■ **TEXT EXCERPT**
>>>
When we go through we are fairly bemused to find cat masks on the tables and hats with Happy Birthday on them but put them on anyway and enter into the spirit of it. You would be hard pushed to find any evidence of an African theme but the evening starts off well when Ali beats a group of little girls in the musical statutes competition and wins himself a Bacardi Breezer umbrella. There are a number of competitions some of which we enter and the kids are pretty game considering we are the only westerners there.

These are followed by singers, dance acts and a live band which are all entertaining. Although I don’t think they are necessarily meant to be funny, we can’t help laughing at some of them and have a great night.

As we haven’t eaten since breakfast we are hungry, but by 10.30pm the food still isn’t ready and we get quite drunk on the complimentary whisky and soda. By the time the food arrives I’m too pissed to eat much but I do remember it looked quite nice with lots of different types of curries, fried fish, mixed salads and rice and noodle dishes.

There is no countdown to midnight but suddenly there are fireworks in the street and everyone is shaking hands and saying Happy New Year. The four of us must have looked a bit strange linked arms singing Auld Lang Syne on the dance floor but as we are a bit of a novelty here anyway I don’t think the Indians are particularly surprised by any thing we do.

We try and make some calls home but the lines are all busy and we decide to call everyone in the morning. Can’t remember going to bed guess the Indian whisky must be quite strong then.

Mangalore

We arrive at the bus station in Mangalore and try to ring a guesthouse recommended in The Lonely Planet but it is full so we ask the rickshaw driver to take us to The Hotel Parkway that Simon found on the internet yesterday. It turns out to be nice and we take one large room with three single beds all pushed together. There is a TV which we have all missed especially Maisie and by 7.30 am we have showered and lie on the giant bed watching a film with Ben Afleck called Surviving Christmas.

Mangalore is on the west coast of India in the state of Karnataka and only 15km from Kerala which is where we are heading. We are going to try and book our onwards train tickets later but don’t want to travel overnight tomorrow. We go out for breakfast but can’t find anywhere open apart from a hotel over the road so we go there. They are advertising a New Years Eve party, interestingly with an African theme and are selling it as the looniest and craziest bash in town. As it will cost under twenty quid and is only over the road with live music and food and drinks included I guess we will probably go for that.
<<<
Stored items
>>>
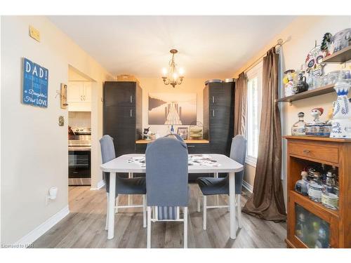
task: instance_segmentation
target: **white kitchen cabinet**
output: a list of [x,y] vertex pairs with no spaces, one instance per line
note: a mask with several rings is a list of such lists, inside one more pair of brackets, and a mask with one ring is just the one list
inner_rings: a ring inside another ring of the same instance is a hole
[[91,112],[91,83],[88,81],[69,81],[67,102],[69,112]]

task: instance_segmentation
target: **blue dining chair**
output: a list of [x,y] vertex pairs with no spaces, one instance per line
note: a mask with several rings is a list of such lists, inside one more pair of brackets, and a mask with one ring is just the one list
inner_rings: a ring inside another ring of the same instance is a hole
[[[101,156],[102,163],[107,163],[116,158],[113,138],[107,135],[103,135],[100,140],[101,147]],[[103,173],[103,180],[105,184],[106,193],[107,196],[107,210],[106,212],[106,227],[108,226],[108,208],[109,208],[109,191],[110,191],[110,173]],[[116,196],[119,194],[142,194],[143,205],[118,205],[118,199],[114,208],[116,210],[126,208],[143,207],[143,227],[146,227],[146,182],[145,177],[122,178],[116,177]]]
[[[237,135],[232,140],[230,157],[240,164],[245,164],[246,156],[247,140],[242,135]],[[237,209],[239,227],[241,228],[241,187],[244,178],[244,170],[235,173],[235,206]],[[199,191],[197,200],[197,210],[200,211],[200,191],[204,196],[204,229],[207,228],[207,209],[217,208],[229,208],[229,205],[207,205],[207,196],[227,194],[229,195],[229,175],[225,177],[199,177],[197,180]]]
[[151,222],[156,221],[183,222],[184,248],[187,247],[187,147],[175,136],[159,138],[146,149],[147,248],[151,248]]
<<<
■ **WHAT TO DO**
Update the travel account from "When we go through" to "only westerners there.", changing "cat masks" to "paper masks". The stored items listing comes from a different source than the travel account.

■ **EXERCISE RESPONSE**
When we go through we are fairly bemused to find paper masks on the tables and hats with Happy Birthday on them but put them on anyway and enter into the spirit of it. You would be hard pushed to find any evidence of an African theme but the evening starts off well when Ali beats a group of little girls in the musical statutes competition and wins himself a Bacardi Breezer umbrella. There are a number of competitions some of which we enter and the kids are pretty game considering we are the only westerners there.